■ **BRIEF**
Convert the rows, from the line containing "Above is an image. Your task is to detect green leaf" through the line containing "[102,512,222,571]", into a JSON list of strings with one string per line and blank lines left out.

■ **SUPPLIED INFORMATION**
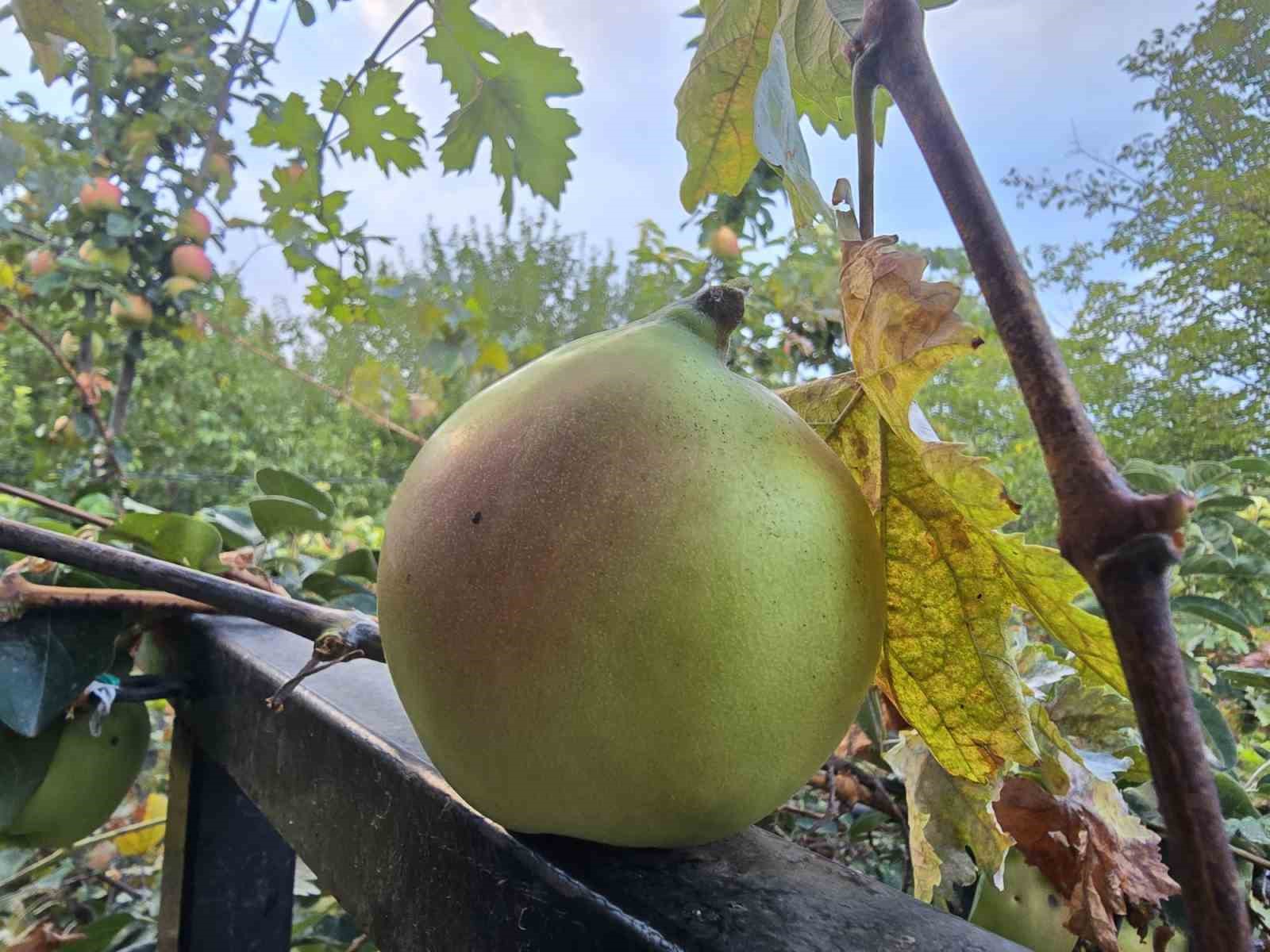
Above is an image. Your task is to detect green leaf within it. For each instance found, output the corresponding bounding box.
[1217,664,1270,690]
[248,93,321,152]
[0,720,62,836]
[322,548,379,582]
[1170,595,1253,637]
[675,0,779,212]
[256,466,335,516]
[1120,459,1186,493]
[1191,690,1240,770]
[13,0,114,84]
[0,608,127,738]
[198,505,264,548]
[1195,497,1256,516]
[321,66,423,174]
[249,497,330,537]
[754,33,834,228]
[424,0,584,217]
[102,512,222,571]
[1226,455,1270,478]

* * *

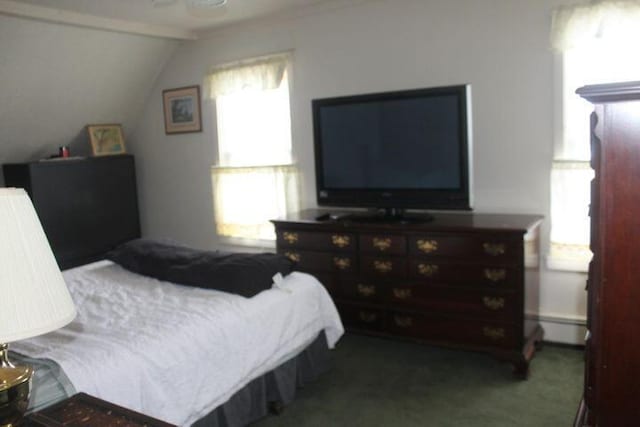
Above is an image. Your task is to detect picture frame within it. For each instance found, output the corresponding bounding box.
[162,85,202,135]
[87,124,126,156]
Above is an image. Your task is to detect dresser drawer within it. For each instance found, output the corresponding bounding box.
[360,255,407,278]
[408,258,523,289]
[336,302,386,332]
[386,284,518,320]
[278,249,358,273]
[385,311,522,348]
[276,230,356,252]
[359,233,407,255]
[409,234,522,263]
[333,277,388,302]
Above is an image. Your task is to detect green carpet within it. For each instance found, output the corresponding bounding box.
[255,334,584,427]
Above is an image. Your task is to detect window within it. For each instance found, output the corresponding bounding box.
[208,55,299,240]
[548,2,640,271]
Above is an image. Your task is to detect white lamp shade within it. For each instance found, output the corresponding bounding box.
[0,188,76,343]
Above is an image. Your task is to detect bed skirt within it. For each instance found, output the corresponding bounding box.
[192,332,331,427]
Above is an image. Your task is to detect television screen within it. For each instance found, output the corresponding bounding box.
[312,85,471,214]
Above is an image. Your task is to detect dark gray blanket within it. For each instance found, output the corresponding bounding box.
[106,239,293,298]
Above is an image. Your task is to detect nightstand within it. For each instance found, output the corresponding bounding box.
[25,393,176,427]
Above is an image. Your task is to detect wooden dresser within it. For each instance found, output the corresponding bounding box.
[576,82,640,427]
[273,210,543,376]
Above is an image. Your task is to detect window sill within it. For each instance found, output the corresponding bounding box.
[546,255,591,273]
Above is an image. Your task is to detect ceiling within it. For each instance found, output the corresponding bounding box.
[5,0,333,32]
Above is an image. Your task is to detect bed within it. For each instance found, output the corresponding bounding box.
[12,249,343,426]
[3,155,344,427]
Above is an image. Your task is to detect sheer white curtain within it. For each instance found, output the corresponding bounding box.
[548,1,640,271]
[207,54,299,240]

==

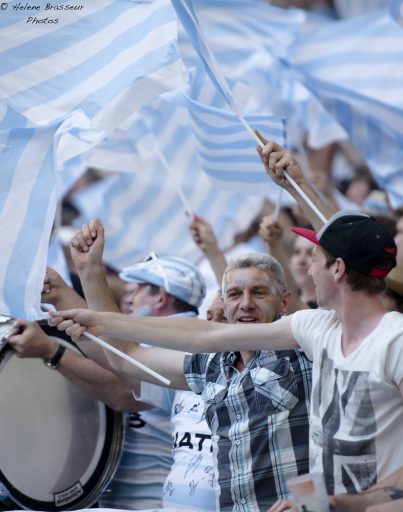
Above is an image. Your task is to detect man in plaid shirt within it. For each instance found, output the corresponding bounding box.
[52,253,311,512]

■ **RESPONSE TO THE EXERCISE**
[
  "Above is an image. Your task is to detect green leaf within it. For each instance found, output the corresponding bounding box.",
  "[1217,664,1270,690]",
  "[248,93,321,152]",
  "[0,720,62,836]",
  "[322,548,379,582]",
  "[1170,595,1253,637]",
  "[675,0,779,212]",
  "[256,466,335,516]",
  "[1120,459,1186,493]",
  "[1191,690,1240,770]",
  "[13,0,114,84]",
  "[0,608,127,738]",
  "[198,505,264,548]",
  "[1195,497,1256,516]",
  "[321,66,423,174]",
  "[249,497,330,537]",
  "[754,33,834,228]",
  "[424,0,584,217]",
  "[102,512,222,571]"
]